------ Text shown ------

Quebec was platted in 1856 by D. B. Blair. It was located in Section 32 of the township. According to one history of the county, "The first building erected in this place [Quebec] was constructed for Marcus Blair and the first store opened by D.B. Blair. There never was a time when there were to be seen more than a half dozen houses in the hamlet."

According to the same history, the Panic of 1857 prevented Quebec from prospering.

The plat map of Quebec showed a grid of roads, with the north–south roads named Iowa Street, Jackson Street, Temperance Street, Knowledge Street, Liberty Street, Independence Street, and Eldora Street. The east–west streets were named Swedenburg Street, Beecher Street, Dodds Street, Hancok Street, Main Street, and South Main Street. Spaces for a school and public grounds were also allotted. Quebec was located in the southernmost portion of Pleasant Township, along the Chicago and North Western Railroad.

------ Source material ------

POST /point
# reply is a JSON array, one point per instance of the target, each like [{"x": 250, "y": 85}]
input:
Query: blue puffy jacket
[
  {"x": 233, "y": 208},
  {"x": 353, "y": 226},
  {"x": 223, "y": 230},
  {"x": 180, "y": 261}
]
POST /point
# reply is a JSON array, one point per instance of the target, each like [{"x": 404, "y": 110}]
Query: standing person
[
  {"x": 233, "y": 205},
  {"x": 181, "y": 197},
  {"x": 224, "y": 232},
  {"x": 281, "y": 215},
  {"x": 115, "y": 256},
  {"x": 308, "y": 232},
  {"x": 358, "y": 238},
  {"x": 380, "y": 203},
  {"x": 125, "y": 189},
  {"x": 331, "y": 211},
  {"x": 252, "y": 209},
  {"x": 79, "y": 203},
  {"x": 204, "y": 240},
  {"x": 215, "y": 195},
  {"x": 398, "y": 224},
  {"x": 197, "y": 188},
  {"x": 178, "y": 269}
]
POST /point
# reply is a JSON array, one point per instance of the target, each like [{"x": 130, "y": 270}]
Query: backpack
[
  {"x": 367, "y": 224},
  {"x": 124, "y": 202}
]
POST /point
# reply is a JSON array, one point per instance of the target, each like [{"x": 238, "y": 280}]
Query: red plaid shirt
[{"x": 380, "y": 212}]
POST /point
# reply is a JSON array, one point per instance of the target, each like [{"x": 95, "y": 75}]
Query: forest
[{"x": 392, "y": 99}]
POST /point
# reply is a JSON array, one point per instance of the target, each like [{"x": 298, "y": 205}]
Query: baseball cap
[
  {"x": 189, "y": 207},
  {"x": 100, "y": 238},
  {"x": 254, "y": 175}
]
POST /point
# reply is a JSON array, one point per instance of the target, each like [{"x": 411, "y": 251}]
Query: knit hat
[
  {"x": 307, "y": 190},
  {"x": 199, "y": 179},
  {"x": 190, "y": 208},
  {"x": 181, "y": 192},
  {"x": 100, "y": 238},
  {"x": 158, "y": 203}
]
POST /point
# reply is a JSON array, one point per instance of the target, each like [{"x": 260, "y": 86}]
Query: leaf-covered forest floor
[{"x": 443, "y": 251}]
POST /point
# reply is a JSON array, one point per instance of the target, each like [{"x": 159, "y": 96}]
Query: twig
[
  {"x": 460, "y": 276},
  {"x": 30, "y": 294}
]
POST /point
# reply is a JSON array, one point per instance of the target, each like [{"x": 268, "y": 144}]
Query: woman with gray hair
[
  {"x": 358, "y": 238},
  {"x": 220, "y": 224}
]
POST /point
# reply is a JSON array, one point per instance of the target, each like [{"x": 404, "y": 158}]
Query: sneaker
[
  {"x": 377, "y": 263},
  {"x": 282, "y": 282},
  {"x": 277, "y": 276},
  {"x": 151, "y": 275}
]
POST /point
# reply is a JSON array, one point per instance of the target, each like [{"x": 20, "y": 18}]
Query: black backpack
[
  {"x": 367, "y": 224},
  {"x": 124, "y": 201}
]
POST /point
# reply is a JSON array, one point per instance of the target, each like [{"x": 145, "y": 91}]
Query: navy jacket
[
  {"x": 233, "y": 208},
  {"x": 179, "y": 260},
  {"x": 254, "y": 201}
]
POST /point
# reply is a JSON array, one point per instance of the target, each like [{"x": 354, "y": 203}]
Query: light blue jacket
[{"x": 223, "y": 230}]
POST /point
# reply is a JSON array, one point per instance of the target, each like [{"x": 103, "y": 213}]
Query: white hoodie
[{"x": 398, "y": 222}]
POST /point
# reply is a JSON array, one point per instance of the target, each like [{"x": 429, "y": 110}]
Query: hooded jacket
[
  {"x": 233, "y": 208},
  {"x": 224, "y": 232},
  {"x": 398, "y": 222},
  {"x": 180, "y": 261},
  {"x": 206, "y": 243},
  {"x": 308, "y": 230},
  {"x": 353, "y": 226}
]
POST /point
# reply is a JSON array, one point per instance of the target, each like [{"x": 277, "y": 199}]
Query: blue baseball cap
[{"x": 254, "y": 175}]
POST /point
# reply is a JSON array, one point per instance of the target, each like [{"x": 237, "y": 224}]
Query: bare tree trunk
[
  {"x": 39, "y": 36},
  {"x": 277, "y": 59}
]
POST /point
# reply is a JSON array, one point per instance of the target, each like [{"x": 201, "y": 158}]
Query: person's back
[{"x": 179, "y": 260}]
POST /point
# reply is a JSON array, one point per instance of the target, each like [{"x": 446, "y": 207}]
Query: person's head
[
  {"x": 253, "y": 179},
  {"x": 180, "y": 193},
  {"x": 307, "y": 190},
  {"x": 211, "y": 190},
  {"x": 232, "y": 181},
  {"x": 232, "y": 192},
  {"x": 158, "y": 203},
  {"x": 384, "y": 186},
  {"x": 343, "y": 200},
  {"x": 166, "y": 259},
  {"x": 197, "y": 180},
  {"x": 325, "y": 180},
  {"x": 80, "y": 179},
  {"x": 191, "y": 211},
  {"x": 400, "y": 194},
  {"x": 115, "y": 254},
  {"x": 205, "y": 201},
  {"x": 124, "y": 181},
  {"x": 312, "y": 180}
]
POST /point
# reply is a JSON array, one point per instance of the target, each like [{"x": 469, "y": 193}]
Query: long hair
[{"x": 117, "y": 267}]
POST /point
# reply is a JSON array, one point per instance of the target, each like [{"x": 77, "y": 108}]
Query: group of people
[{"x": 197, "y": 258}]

------

**Required work**: Can you return the section of the Quebec passage starting at "The plat map" and ending at "North Western Railroad.", copied word for word? The records are separate from the Quebec passage and stand on their own.

**Answer to the exercise**:
The plat map of Quebec showed a grid of roads, with the north–south roads named Iowa Street, Jackson Street, Temperance Street, Knowledge Street, Liberty Street, Independence Street, and Eldora Street. The east–west streets were named Swedenburg Street, Beecher Street, Dodds Street, Hancok Street, Main Street, and South Main Street. Spaces for a school and public grounds were also allotted. Quebec was located in the southernmost portion of Pleasant Township, along the Chicago and North Western Railroad.